13th Annual Glen E. Gresham Visiting Professorship
"Technology is the Answer, But That's Not the Question"
Professor, Department of Physical Medicine and Rehabilitation, University of Rochester Medical Center
Marcia J. Scherer is a rehabilitation psychologist and founding president of the Institute for Matching Person & Technology. She is also professor of physical medicine and rehabilitation at the University of Rochester Medical Center where she received her PhD and MPH degrees. She is a past member of the National Advisory Board on Medical Rehabilitation Research, National Institutes of Health, and is editor of the journal Disability and Rehabilitation: Assistive Technology. She is co-editor of a book series for CRC Press, Rehabilitation Science in Practice Series. Scherer is fellow of the American Psychological Association, American Congress of Rehabilitation Medicine, and the Rehabilitation Engineering and Assistive Technology Society of North America (RESNA). She has authored, edited or co-edited 12 book titles and published over 90 articles in peer-reviewed journals, 55 published proceedings papers, and 35 book chapters on disability and technology. Her research has been cited 7,500 times by others. She has received numerous awards for her groundbreaking work in the area of assistive technology.

▶ **LISTED RECORDS**:
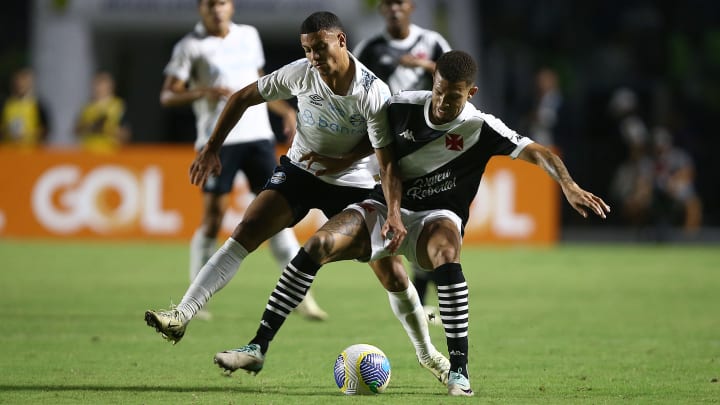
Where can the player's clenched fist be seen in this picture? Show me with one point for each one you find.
(206, 163)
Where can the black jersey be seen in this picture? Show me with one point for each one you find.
(441, 165)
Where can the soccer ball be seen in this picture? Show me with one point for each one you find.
(362, 369)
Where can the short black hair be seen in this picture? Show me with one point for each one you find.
(456, 66)
(321, 20)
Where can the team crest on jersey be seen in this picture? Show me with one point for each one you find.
(454, 142)
(278, 178)
(316, 99)
(356, 120)
(407, 134)
(367, 79)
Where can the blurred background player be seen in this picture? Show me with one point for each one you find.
(404, 56)
(102, 125)
(208, 65)
(24, 119)
(675, 201)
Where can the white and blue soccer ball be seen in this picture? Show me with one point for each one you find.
(362, 369)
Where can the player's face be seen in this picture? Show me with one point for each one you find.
(448, 99)
(324, 49)
(397, 12)
(216, 15)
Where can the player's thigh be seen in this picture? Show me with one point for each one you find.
(342, 237)
(438, 243)
(214, 207)
(259, 163)
(267, 214)
(391, 273)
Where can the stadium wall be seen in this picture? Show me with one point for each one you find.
(143, 192)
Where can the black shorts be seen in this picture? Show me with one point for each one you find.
(255, 159)
(304, 191)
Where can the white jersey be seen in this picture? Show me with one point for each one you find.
(233, 62)
(330, 124)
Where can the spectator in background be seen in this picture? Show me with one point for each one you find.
(102, 126)
(403, 56)
(207, 66)
(654, 186)
(632, 184)
(675, 201)
(545, 115)
(24, 119)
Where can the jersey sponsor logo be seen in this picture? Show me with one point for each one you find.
(278, 178)
(337, 109)
(316, 99)
(357, 122)
(407, 134)
(454, 142)
(367, 79)
(431, 185)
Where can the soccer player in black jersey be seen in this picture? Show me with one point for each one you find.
(403, 55)
(442, 145)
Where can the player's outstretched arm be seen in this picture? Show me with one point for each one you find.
(581, 200)
(393, 229)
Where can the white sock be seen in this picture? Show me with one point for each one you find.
(284, 246)
(201, 249)
(213, 276)
(408, 309)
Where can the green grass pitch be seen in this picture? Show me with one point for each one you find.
(577, 324)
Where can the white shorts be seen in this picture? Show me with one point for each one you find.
(375, 214)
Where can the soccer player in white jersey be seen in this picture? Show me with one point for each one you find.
(442, 145)
(341, 114)
(404, 56)
(216, 59)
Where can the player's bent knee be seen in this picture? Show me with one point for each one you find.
(319, 246)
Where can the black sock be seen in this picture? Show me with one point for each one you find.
(453, 305)
(289, 291)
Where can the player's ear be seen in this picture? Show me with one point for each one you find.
(472, 92)
(342, 39)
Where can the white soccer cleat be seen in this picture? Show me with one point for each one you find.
(248, 358)
(310, 310)
(437, 364)
(459, 385)
(170, 324)
(203, 315)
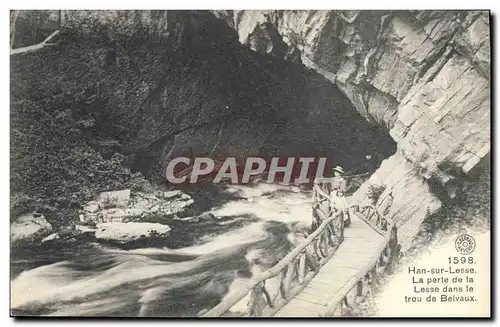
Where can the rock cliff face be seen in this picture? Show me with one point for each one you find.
(422, 76)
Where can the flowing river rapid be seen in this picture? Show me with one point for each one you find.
(252, 231)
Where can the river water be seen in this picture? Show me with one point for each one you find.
(203, 262)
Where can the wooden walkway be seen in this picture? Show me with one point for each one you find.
(361, 242)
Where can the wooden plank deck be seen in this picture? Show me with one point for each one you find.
(360, 244)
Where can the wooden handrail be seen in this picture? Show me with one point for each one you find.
(369, 271)
(283, 264)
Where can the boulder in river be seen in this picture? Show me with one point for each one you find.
(29, 228)
(114, 199)
(128, 232)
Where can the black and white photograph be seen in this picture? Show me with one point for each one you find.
(250, 163)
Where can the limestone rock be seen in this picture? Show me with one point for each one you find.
(91, 207)
(122, 206)
(127, 232)
(29, 228)
(51, 237)
(171, 194)
(421, 75)
(114, 199)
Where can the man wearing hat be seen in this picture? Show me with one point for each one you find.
(339, 187)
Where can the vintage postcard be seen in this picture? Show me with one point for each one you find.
(250, 163)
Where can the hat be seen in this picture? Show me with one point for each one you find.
(339, 170)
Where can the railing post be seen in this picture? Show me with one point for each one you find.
(302, 267)
(288, 278)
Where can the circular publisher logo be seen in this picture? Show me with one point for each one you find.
(465, 244)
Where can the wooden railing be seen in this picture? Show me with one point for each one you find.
(365, 282)
(290, 275)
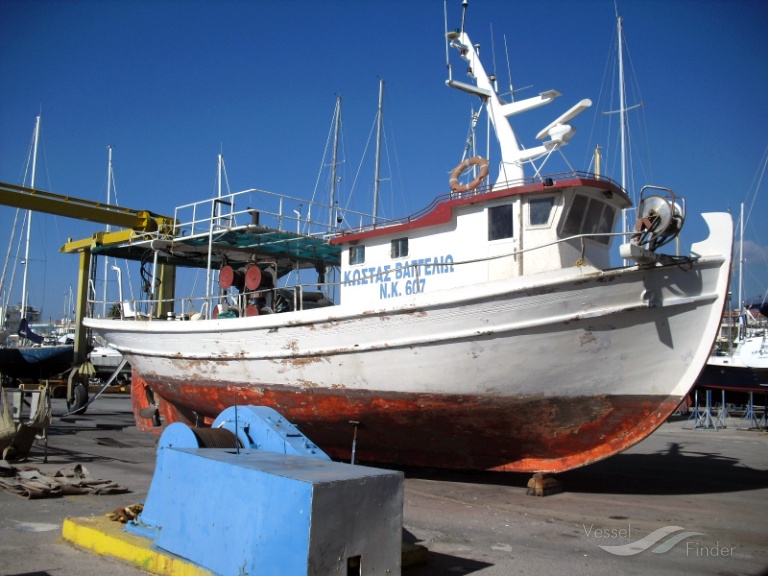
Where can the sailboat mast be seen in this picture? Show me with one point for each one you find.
(622, 106)
(332, 216)
(106, 258)
(378, 153)
(741, 257)
(29, 223)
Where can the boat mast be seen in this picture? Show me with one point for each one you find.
(378, 153)
(741, 258)
(332, 216)
(622, 109)
(29, 223)
(106, 258)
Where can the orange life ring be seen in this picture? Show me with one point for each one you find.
(456, 172)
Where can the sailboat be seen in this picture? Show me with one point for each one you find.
(25, 358)
(739, 358)
(490, 330)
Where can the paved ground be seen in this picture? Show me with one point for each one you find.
(706, 482)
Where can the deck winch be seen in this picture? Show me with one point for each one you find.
(252, 495)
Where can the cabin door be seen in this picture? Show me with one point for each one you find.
(504, 235)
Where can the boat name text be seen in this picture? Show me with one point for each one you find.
(404, 279)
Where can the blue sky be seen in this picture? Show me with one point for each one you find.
(170, 84)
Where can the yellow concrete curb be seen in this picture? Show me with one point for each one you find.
(109, 538)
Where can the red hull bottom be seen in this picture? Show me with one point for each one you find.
(533, 434)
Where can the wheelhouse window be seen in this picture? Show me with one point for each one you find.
(356, 255)
(399, 248)
(589, 216)
(500, 224)
(540, 210)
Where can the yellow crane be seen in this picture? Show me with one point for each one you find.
(134, 224)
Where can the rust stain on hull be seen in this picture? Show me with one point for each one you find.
(532, 434)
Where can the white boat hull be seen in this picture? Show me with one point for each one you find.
(541, 373)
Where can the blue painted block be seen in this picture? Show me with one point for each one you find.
(263, 513)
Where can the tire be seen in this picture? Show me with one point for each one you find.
(79, 400)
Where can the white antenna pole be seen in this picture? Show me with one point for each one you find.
(29, 223)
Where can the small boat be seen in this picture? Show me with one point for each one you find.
(23, 355)
(35, 363)
(488, 331)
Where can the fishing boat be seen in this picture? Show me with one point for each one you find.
(488, 331)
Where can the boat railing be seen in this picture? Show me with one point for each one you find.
(290, 296)
(266, 209)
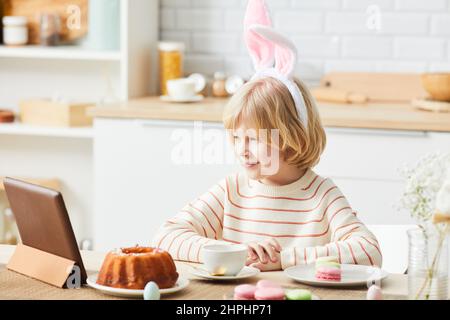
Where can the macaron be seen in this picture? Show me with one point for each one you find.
(328, 260)
(269, 294)
(298, 294)
(328, 273)
(244, 292)
(267, 284)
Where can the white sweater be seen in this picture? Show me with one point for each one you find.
(310, 218)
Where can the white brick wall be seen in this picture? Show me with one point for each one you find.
(341, 35)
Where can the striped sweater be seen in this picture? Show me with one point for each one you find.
(310, 218)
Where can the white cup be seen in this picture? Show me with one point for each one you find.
(183, 88)
(224, 259)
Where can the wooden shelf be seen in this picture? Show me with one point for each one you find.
(28, 130)
(60, 53)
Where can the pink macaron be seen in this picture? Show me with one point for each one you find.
(244, 292)
(267, 284)
(327, 273)
(269, 294)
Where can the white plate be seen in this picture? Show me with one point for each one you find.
(246, 272)
(131, 293)
(196, 98)
(352, 275)
(230, 295)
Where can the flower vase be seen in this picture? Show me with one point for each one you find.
(428, 264)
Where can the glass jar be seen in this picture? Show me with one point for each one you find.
(170, 63)
(427, 265)
(15, 30)
(50, 28)
(219, 85)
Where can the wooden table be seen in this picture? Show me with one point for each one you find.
(391, 116)
(14, 286)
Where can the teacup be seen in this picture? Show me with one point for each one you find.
(183, 88)
(224, 259)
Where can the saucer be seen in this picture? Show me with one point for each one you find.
(246, 272)
(352, 275)
(133, 293)
(196, 98)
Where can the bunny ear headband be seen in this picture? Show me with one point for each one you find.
(273, 55)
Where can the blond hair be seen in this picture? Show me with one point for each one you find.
(267, 104)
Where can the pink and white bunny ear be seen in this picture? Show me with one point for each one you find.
(262, 51)
(285, 50)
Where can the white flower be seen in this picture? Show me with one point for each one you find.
(423, 182)
(443, 198)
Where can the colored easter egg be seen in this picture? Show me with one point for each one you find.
(151, 291)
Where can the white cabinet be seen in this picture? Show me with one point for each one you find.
(139, 183)
(365, 165)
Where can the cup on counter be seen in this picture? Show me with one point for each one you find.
(15, 30)
(183, 88)
(224, 259)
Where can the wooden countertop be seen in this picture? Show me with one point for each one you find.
(391, 116)
(15, 286)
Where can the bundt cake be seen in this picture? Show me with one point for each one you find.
(133, 268)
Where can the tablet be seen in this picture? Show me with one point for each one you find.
(42, 220)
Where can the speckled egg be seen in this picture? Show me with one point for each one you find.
(151, 291)
(374, 293)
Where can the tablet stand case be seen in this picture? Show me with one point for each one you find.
(41, 265)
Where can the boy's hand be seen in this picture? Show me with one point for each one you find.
(264, 255)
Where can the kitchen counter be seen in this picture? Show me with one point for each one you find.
(392, 116)
(15, 286)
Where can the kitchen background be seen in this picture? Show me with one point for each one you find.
(331, 35)
(115, 173)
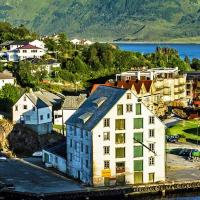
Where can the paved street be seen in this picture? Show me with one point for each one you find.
(27, 178)
(181, 169)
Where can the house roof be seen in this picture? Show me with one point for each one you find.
(44, 98)
(29, 46)
(73, 102)
(5, 76)
(95, 86)
(6, 43)
(21, 42)
(136, 83)
(58, 148)
(91, 111)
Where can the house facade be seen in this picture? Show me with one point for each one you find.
(6, 79)
(114, 139)
(34, 113)
(68, 108)
(35, 110)
(55, 155)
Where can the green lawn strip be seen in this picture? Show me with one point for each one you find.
(186, 128)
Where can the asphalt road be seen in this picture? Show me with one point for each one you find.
(28, 178)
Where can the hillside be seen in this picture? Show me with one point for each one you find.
(160, 19)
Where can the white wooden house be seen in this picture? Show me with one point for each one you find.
(113, 138)
(6, 79)
(35, 110)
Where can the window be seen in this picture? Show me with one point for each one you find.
(151, 161)
(70, 143)
(138, 108)
(119, 124)
(70, 156)
(120, 152)
(151, 133)
(138, 137)
(151, 120)
(151, 177)
(138, 165)
(106, 150)
(86, 133)
(152, 146)
(28, 117)
(106, 122)
(129, 107)
(120, 138)
(106, 136)
(138, 151)
(81, 147)
(120, 167)
(138, 123)
(75, 146)
(128, 95)
(86, 149)
(41, 117)
(106, 164)
(86, 163)
(120, 109)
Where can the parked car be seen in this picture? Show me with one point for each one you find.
(37, 154)
(3, 159)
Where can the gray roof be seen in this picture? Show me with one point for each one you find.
(44, 98)
(5, 76)
(73, 102)
(91, 112)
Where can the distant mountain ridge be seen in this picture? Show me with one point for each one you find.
(107, 19)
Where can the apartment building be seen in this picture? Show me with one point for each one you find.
(167, 82)
(114, 139)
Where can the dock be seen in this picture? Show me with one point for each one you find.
(119, 191)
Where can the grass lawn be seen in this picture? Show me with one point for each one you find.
(186, 128)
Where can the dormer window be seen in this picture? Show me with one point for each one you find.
(100, 101)
(85, 117)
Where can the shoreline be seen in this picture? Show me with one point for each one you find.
(154, 42)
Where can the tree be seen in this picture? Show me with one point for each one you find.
(195, 64)
(9, 94)
(30, 75)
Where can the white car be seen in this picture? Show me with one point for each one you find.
(37, 154)
(3, 158)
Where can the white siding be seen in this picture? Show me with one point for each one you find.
(6, 81)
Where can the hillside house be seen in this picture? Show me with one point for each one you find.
(68, 108)
(35, 110)
(55, 155)
(6, 78)
(115, 139)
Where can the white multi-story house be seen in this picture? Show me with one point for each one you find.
(68, 108)
(21, 50)
(35, 110)
(113, 138)
(6, 79)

▶ **WHAT TO DO**:
1. Decide whether each statement agrees with the Marcia J. Scherer biography. (a) Scherer earned her PhD at the University of Rochester Medical Center. (b) Scherer currently sits on the National Advisory Board on Medical Rehabilitation Research. (c) Scherer has published over 90 book chapters. Answer yes or no for each and quote the deciding words from the biography.
2. Write the next part of the Marcia J. Scherer biography, picking up after its last sentence.

▶ **RESPONSES BY TASK**:
1.
(a) Yes: "at the University of Rochester Medical Center where she received her PhD and MPH degrees"
(b) No: "She is a past member of the National Advisory Board on Medical Rehabilitation Research"
(c) No: "35 book chapters on disability and technology"

2.
As helpful as assistive and rehabilitation technologies are, the people who use them want the primary focus in rehabilitation to be on their life quality and well-being, opportunities for participation and contribution, and freedom to choose what they use and do. The priorities of technology providers are to have the devices they recommend be successfully used, have the confidence they made the most appropriate choices, and have the opportunity to practice in the way they believe is most effective. While technologies offer many answers, they are not solutions in isolation. This lecture focuses on ways to achieve the realization of benefit from technology use by working as a provider-user team centered on both user and provider goal achievement, user well-being and provider satisfaction.